Labeled-object pointing entries:

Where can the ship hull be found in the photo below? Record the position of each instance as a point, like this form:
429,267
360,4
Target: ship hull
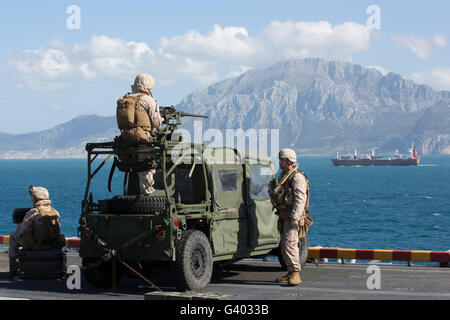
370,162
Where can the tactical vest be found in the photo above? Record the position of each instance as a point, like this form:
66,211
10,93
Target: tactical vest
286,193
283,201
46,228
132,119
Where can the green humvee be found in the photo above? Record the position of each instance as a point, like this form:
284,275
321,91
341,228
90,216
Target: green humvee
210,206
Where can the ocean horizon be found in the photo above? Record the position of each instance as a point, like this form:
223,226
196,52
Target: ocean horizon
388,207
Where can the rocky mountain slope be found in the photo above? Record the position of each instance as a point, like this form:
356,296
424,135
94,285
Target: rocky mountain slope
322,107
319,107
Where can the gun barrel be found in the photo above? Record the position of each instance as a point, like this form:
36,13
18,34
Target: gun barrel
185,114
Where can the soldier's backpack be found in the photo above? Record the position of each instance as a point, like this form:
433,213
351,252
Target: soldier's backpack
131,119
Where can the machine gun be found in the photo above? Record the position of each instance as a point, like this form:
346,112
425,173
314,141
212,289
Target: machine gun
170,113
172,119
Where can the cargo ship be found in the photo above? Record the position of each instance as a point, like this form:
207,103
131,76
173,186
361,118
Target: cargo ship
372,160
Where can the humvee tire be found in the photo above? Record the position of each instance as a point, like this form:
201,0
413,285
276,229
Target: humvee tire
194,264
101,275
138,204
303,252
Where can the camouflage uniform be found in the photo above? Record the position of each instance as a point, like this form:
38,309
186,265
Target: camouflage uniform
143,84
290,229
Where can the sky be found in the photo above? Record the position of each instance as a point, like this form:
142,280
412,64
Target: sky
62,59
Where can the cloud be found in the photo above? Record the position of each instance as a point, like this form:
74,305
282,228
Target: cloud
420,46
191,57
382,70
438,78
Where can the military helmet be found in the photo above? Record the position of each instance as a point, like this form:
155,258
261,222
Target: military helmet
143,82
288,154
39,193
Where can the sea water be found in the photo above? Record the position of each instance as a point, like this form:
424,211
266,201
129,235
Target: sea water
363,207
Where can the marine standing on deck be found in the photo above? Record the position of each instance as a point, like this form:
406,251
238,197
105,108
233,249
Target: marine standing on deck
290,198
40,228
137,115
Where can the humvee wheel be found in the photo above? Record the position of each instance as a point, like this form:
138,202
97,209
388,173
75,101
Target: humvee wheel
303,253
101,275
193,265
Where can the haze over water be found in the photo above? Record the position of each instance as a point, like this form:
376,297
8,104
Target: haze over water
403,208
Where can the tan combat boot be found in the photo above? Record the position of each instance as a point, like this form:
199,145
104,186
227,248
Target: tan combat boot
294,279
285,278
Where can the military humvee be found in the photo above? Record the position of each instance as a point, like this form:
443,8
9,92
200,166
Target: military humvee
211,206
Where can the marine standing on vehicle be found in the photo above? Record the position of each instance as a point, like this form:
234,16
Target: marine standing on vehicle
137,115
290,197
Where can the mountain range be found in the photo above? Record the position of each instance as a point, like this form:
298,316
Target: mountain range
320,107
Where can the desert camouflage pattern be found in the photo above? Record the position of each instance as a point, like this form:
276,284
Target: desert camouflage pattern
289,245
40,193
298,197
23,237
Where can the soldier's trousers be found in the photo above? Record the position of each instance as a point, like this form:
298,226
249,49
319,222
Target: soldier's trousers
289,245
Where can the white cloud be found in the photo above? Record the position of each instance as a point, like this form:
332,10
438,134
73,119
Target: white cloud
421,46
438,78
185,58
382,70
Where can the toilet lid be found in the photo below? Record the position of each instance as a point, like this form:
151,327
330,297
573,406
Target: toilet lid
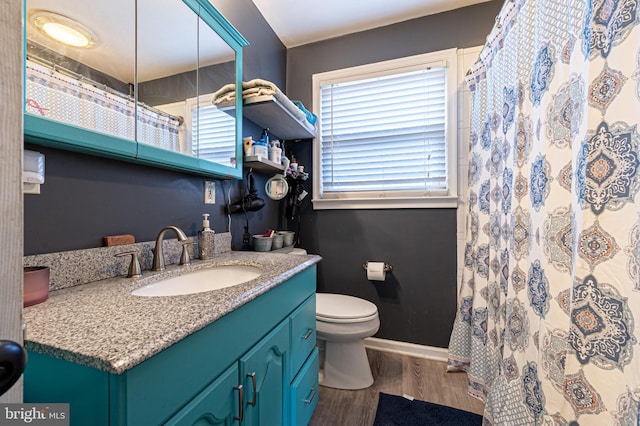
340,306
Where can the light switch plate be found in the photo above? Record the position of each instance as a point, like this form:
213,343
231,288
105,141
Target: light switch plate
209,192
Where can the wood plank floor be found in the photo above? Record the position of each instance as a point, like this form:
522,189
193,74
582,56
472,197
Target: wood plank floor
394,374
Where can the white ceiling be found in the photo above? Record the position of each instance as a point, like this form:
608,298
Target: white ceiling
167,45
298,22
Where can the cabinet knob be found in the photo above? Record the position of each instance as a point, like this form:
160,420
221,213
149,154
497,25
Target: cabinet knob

==

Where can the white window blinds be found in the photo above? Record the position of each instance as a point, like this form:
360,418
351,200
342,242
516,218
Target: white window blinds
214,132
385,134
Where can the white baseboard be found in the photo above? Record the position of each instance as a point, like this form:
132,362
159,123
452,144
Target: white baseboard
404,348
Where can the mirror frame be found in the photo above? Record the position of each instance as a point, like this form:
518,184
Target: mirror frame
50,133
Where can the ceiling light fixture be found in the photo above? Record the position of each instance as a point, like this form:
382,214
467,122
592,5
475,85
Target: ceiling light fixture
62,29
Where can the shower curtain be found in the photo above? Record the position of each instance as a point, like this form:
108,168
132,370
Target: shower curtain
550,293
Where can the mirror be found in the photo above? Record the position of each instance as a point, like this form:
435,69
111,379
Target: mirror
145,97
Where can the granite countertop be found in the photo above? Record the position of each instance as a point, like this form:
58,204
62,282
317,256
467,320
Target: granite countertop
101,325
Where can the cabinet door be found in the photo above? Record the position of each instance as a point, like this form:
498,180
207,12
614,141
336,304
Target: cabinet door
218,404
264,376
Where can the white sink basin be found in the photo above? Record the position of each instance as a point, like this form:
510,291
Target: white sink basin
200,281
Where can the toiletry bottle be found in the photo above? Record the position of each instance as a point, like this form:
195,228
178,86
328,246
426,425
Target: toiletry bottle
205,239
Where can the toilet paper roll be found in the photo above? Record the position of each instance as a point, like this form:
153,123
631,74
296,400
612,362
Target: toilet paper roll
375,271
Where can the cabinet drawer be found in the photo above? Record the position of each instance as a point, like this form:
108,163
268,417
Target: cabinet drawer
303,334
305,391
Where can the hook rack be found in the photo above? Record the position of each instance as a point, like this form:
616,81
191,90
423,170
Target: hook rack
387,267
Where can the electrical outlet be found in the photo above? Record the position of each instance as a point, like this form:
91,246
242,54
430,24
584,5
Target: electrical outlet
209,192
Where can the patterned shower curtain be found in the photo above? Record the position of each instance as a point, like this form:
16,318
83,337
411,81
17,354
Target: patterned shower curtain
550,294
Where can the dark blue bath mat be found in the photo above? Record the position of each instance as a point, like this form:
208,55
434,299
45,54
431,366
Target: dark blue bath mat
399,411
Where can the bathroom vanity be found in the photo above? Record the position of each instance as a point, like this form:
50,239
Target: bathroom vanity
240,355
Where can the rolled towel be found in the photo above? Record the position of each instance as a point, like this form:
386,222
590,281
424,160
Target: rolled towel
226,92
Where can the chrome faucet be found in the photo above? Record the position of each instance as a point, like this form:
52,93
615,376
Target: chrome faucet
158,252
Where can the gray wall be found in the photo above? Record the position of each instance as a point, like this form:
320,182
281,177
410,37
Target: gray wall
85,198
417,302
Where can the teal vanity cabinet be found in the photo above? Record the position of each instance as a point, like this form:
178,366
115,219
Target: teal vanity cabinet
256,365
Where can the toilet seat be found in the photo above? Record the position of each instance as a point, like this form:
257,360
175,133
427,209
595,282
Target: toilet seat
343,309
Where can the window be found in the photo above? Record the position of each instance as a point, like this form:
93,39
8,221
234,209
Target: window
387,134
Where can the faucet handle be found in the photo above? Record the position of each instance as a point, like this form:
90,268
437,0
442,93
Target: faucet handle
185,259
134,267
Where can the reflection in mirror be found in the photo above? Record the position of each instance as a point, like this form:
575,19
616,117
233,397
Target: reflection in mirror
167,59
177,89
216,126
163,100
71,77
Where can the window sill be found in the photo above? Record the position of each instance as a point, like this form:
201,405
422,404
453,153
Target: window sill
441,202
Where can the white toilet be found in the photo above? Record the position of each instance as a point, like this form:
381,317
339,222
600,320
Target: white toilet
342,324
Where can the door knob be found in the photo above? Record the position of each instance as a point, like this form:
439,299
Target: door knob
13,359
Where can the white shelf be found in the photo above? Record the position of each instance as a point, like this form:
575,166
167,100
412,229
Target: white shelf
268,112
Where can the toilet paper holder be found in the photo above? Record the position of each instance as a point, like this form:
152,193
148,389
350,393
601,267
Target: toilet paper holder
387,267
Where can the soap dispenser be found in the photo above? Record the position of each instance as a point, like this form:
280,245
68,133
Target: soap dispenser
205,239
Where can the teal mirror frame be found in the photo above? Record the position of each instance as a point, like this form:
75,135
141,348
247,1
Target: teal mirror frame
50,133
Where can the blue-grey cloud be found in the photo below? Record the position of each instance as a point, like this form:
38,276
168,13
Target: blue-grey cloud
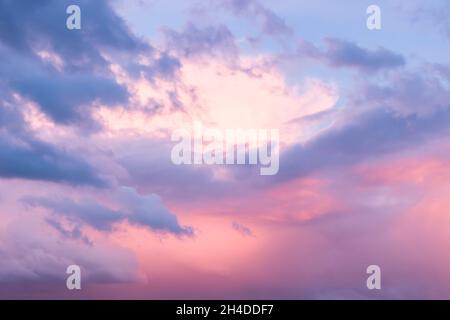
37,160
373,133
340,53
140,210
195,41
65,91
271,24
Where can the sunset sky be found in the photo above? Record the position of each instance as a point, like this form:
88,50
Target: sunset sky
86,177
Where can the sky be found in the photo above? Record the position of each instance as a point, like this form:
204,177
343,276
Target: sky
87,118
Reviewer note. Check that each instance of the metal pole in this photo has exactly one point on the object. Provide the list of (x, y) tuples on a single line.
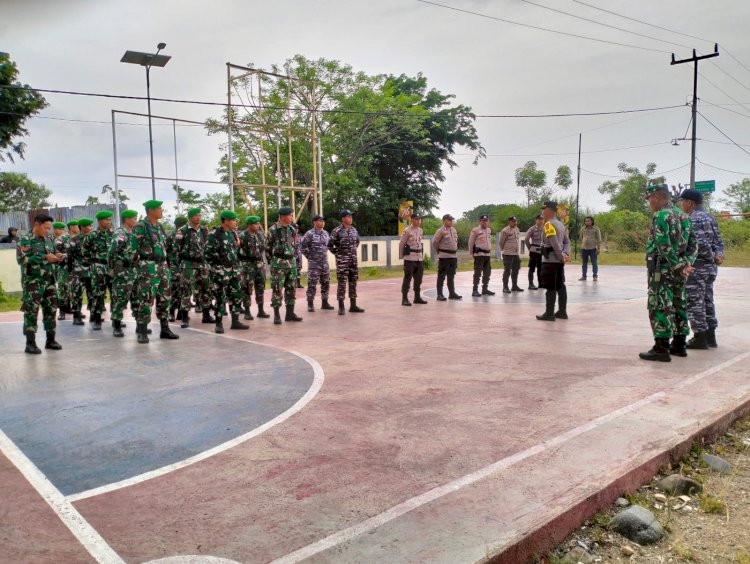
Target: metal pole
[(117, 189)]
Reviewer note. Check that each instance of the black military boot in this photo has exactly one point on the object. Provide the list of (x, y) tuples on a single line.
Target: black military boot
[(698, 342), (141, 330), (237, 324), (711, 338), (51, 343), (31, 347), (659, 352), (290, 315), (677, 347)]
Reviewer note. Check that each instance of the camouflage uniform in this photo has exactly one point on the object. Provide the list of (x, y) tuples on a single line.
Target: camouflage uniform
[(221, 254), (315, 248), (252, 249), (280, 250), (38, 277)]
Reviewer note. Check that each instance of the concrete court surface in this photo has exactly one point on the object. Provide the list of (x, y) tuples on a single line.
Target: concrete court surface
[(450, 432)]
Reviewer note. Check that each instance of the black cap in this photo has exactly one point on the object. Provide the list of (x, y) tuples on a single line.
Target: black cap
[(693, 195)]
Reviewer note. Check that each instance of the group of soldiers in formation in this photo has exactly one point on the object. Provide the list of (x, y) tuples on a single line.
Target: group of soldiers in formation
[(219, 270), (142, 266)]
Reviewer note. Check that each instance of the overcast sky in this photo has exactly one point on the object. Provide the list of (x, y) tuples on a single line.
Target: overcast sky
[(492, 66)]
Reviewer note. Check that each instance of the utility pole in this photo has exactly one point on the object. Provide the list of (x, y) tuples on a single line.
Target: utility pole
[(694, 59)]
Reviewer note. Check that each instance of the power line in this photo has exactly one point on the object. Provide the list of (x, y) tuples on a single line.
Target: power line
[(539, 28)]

[DIRECTIONS] Reproduce the material from the line with "Where can the toilet lid" to the line with "Target: cabinet knob", substituting "Mark" for every "Record" and changing nothing else. Leave the pictures out.

[RESULT]
Where can the toilet lid be found in the photo below? Mark the position of each instance as a point, like this form:
151,327
330,297
573,406
Target: toilet lid
340,306
Where can the light switch plate be found in the photo above? Mark the position of each instance as a point, like this form:
213,343
231,288
105,141
Target: light switch plate
209,192
Where can the wood plank floor be found in the photo above? Mark the position of each instance as a point, like this form:
522,189
193,74
582,56
472,197
Target: wood plank floor
394,374
Where can the white ceiling be found in the photo above? Mark the position of each instance as a point, like this form:
608,298
Target: white ceiling
167,45
298,22
Where can the cabinet knob be found in the photo above? Mark the position of each instance as a point, like this form:
160,420
221,213
149,154
497,25
Target: cabinet knob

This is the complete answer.